Data extracted from a collection>
○ ○ ○ ○ ○

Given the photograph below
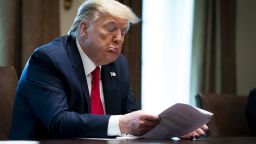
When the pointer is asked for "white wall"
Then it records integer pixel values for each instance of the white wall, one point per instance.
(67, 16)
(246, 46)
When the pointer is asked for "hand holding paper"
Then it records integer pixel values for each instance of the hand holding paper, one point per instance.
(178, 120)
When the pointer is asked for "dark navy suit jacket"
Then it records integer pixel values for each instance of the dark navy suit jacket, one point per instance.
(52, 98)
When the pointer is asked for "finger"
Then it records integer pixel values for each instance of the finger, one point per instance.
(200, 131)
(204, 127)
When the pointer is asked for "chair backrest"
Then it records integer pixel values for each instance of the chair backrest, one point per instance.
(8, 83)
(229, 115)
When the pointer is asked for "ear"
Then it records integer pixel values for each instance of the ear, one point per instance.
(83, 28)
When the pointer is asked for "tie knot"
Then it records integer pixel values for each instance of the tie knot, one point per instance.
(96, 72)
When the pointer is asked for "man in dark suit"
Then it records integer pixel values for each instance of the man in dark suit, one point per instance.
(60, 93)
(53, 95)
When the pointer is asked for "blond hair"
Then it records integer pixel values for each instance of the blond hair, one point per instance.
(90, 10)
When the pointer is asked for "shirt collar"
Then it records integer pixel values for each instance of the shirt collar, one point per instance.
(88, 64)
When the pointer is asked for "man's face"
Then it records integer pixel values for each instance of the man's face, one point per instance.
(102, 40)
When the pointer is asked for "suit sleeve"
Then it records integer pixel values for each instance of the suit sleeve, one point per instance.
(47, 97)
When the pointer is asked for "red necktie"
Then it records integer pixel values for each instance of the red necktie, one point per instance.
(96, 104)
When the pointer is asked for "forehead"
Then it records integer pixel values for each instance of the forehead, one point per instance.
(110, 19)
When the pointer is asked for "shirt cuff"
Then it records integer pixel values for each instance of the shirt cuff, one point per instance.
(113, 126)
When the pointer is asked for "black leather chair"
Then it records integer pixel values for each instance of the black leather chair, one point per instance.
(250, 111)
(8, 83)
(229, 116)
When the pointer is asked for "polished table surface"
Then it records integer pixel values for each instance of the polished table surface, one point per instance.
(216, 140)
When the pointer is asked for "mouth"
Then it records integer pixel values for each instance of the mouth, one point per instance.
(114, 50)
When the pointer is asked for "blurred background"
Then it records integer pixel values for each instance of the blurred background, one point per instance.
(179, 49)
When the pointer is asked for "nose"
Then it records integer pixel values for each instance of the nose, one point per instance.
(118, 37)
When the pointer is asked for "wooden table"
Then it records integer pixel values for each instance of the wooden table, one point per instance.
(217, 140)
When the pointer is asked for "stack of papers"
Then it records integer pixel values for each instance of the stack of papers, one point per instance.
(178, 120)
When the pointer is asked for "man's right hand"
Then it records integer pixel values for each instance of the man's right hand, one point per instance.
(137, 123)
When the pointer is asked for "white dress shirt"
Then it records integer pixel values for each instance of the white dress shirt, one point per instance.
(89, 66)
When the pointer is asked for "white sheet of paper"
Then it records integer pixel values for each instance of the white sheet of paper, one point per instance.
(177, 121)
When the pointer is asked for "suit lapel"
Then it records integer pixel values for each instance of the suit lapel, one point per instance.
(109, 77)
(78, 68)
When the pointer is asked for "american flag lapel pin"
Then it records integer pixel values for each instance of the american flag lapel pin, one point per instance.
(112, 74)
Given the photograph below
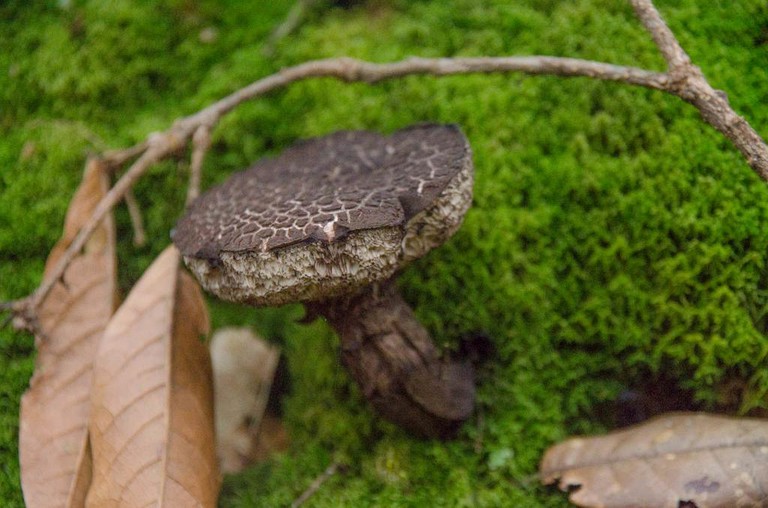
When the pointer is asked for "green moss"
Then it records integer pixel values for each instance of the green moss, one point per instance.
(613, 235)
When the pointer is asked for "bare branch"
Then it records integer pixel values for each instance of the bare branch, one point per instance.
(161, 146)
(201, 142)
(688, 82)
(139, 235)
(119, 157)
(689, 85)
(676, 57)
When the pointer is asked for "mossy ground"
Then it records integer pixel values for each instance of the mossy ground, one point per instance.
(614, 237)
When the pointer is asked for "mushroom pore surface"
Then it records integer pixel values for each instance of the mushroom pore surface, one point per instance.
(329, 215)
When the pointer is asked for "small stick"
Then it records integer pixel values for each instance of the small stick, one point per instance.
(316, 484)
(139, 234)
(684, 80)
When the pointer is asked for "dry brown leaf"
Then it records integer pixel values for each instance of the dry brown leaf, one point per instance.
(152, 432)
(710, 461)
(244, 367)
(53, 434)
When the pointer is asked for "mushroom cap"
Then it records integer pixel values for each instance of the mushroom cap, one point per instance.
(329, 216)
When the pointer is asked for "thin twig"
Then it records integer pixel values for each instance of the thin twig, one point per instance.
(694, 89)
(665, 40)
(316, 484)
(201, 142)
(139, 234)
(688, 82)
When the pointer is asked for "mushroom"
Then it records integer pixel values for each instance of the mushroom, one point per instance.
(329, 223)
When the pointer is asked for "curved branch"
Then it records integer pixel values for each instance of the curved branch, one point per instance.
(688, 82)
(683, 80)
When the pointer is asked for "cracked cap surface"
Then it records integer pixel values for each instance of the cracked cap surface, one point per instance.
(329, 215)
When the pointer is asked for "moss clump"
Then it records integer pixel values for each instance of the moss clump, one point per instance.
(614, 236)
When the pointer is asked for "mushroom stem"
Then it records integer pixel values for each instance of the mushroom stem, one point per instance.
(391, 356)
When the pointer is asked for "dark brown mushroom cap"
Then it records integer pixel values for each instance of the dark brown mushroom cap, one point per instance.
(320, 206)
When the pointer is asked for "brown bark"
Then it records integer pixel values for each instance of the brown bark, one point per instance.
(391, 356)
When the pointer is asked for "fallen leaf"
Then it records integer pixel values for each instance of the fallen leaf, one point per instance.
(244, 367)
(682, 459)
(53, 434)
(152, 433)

○ ○ ○ ○ ○

What the task asks>
From the first line to the last, set down the records word for word and drop the images.

Answer space>
Given the photograph below
When the pointer is asked for "white wall"
Then it records integer pixel values for each instance of the white wall, one point per instance.
(67, 16)
(246, 46)
When the pointer is asked for "hand holding paper"
Then it records integer pixel values for each instance of the hand holding paper, one point per instance.
(178, 120)
When the pointer is asked for "dark navy suit jacket"
Then it records integer pixel values for each instance of the dark navy suit jacket, one point per instance.
(52, 98)
When the pointer is asked for "finger"
Then it records integer pixel values for each instance of the finger, one point per instance.
(200, 131)
(204, 127)
When the pointer is asked for "chair backrest"
Then it records integer pixel values for each instance of the chair backrest, one point per instance.
(8, 83)
(229, 115)
When the pointer is asked for "ear"
Then it records integer pixel values for each instance of the ear, one point per instance.
(83, 28)
When the pointer is asked for "tie knot"
Then it records integer pixel values for each instance of the tie knot, one point per instance.
(96, 72)
When the pointer is asked for "man in dark suit"
Then it records integer pixel values for each instance of the man in dark suit, one point per instance.
(60, 93)
(53, 95)
When the pointer is asked for "blond hair"
Then it records integer pixel values for each instance of the blond hair, one point per instance.
(90, 10)
When the pointer is asked for "shirt collar"
Then it records integer pixel values for each instance of the shirt collar, one point per instance.
(88, 64)
When the pointer is asked for "man's face"
Then it records integer pixel values for each instance of the man's face, one point per instance.
(102, 40)
When the pointer is asked for "suit sleeve"
Then it records integer pixel values for each instance of the suit sleeve, one point per instance.
(47, 97)
When the pointer is asked for "red necktie"
Then it records integer pixel values for each instance of the red necktie, one point per instance.
(96, 104)
When the pointer is asked for "forehead"
Then it records integer pixel values for each instance of the forehead, one point per instance.
(110, 19)
When the pointer is asked for "shirt cuff"
Then it records integer pixel values for each instance of the shirt cuff, one point per instance.
(113, 126)
When the pointer is asked for "black leather chair"
Then it records integer pixel values for each instance of the black leather chair, one point per instance.
(250, 111)
(8, 83)
(229, 116)
When the pointer is asked for "polished table surface"
Then it records integer pixel values for each instance of the polished table surface, one point per instance.
(216, 140)
When the pointer is asked for "mouth"
Then it records integer pixel values for each instance of the mouth, one point per instance.
(114, 50)
When the pointer is asked for "blurred background"
Then it records integer pixel values for each instance of the blurred background, one point per instance.
(179, 49)
When the pointer is asked for "nose"
Then it records integer pixel values for each instance of the nose, one point per instance.
(118, 37)
When the pointer is asked for "wooden table"
Then it records integer pixel values for each instance of the wooden table, one point per instance.
(217, 140)
When the pointer is asked for "stack of papers"
Then it records integer pixel values for each instance of the stack of papers, one point per instance.
(178, 120)
When the pointer is asked for "man's right hand"
Then it records integer pixel values for each instance of the man's right hand, one point per instance.
(137, 123)
When the pointer is asked for "white dress shirt"
Then it records integer pixel values for each instance of the white dress shirt, one point per instance.
(89, 66)
When the pointer is asked for "white sheet of paper"
Then it records integer pixel values for each instance of the white sheet of paper, one point per instance.
(177, 121)
When the pointer is asked for "suit lapel"
Then it records integer pixel values for each instance of the suit lapel, one point per instance.
(109, 77)
(78, 68)
When the pointer is asked for "american flag lapel pin"
Then it records integer pixel values for each instance of the american flag lapel pin, one point per instance.
(112, 74)
Given the photograph below
When the pointer is asked for "green moss"
Then it records integer pixel values for each instance of the green moss, one point per instance.
(613, 235)
When the pointer is asked for "bare branch"
Then it records integer pixel values for each instance of the bare branch, one point per instance.
(161, 146)
(201, 142)
(688, 82)
(139, 235)
(119, 157)
(689, 85)
(676, 57)
When the pointer is asked for "mossy ground"
Then it records integer pixel values for each instance of the mossy ground, one point per instance.
(614, 237)
When the pointer is asked for "mushroom pore surface"
Then it records integer pixel values for each instance of the mushroom pore surface, one point per instance.
(329, 215)
When the pointer is asked for "small stick"
Then it records integer pixel values for each instance of the small stick, one point per instance.
(316, 484)
(139, 234)
(684, 80)
When the pointer is asked for "dry brown leaf"
Then it records integer pixel values for each instance of the dry brown leaf, one point per instance.
(152, 432)
(710, 461)
(244, 367)
(53, 434)
When the pointer is asked for "mushroom cap"
Then it records integer pixel values for each instance of the mushroom cap, one point per instance.
(329, 216)
When the pointer is asked for "thin twig"
Then it records integer pixel values for each instance of the thin twig, one point per instance.
(694, 89)
(665, 40)
(316, 484)
(201, 142)
(139, 234)
(688, 82)
When the pointer is asked for "mushroom"
Then it records integer pixel values for each instance of the mushroom, one point per instance.
(329, 223)
When the pointer is asked for "curved branch"
Then it records integer pixel values for each instance of the curved branch, one point per instance.
(688, 82)
(683, 80)
When the pointer is asked for "cracked cap surface"
Then it records integer pixel values for each instance of the cracked cap surface, one point per instance.
(329, 215)
When the pointer is asked for "moss clump"
Then it records integer pixel values for each instance of the moss clump, one point per instance.
(614, 236)
When the pointer is asked for "mushroom stem"
Then it records integer pixel values for each instance of the mushroom stem, one point per instance.
(391, 356)
When the pointer is asked for "dark brown mushroom cap"
Then it records integer pixel values for each instance of the dark brown mushroom cap, one point per instance.
(320, 206)
When the pointer is asked for "brown bark"
Then it records integer pixel values for each instance of the brown bark, one point per instance.
(391, 356)
When the pointer is asked for "fallen leaf"
Then it records integer pixel values for each instance of the fallen leaf, one point per instance.
(244, 367)
(682, 459)
(53, 434)
(152, 433)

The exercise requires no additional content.